• _Task input_
----
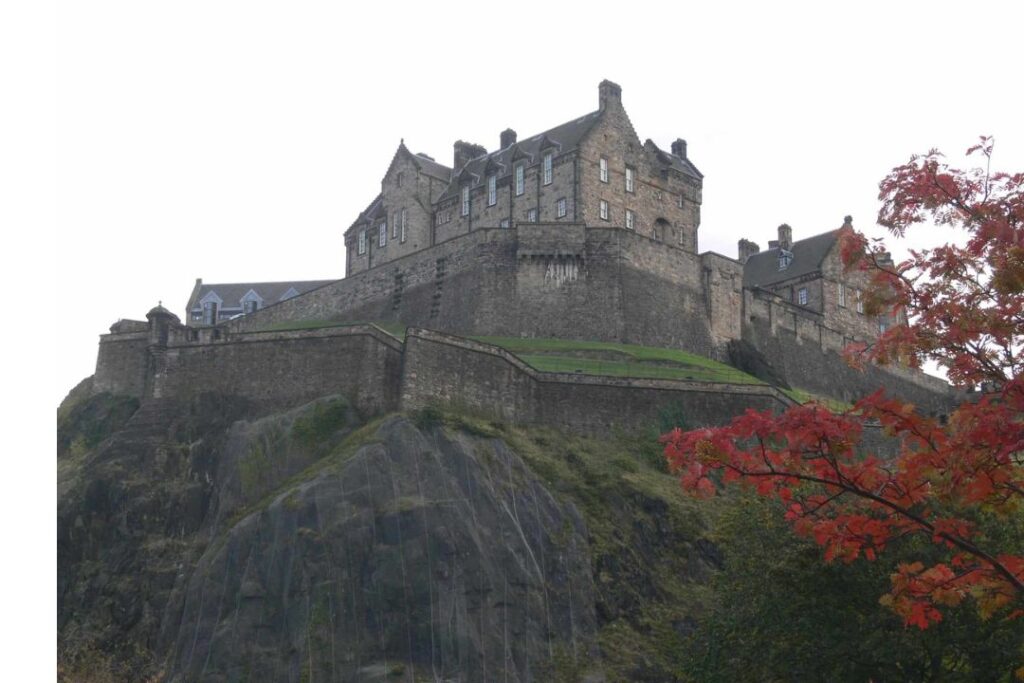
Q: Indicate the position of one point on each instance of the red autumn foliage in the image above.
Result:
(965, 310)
----
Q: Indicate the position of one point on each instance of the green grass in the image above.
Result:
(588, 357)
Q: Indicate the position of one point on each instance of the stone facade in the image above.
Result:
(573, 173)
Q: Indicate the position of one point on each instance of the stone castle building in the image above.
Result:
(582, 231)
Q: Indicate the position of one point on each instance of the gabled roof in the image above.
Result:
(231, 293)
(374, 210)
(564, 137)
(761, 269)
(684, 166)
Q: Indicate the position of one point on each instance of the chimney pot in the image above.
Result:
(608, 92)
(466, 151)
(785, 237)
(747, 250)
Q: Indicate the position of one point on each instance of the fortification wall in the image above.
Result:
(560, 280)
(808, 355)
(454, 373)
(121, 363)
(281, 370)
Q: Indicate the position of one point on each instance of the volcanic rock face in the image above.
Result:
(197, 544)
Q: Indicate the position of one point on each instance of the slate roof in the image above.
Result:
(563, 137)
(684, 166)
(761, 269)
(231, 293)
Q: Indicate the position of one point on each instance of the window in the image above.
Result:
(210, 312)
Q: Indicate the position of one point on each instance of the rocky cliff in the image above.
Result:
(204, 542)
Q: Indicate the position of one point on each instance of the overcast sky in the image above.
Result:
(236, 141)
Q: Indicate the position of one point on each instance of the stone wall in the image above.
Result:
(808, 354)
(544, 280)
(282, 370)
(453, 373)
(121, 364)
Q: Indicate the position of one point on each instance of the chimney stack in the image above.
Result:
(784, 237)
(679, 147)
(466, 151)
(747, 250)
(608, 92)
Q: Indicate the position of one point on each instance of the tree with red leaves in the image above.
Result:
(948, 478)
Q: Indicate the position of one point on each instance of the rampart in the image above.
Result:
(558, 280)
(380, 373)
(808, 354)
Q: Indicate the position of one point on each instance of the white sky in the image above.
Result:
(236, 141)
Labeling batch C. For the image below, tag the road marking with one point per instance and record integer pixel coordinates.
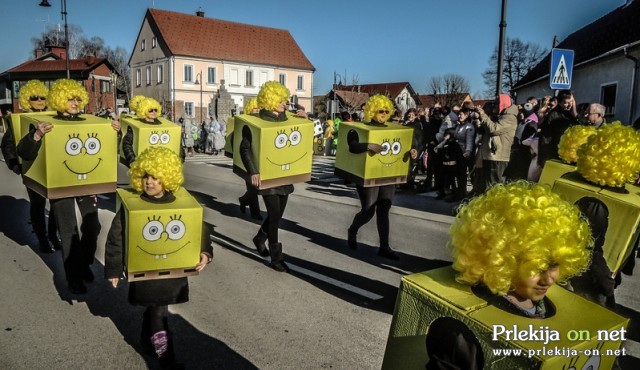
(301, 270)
----
• _What you will do_
Identify every line in the listing above that contains the word "wall", and copy each one; case counts.

• _Complete output_
Q: Indicate the position of one point on each instance of the fortification wall in the image above.
Q: Indicate the position of one point on each instance of the stone wall in the image above.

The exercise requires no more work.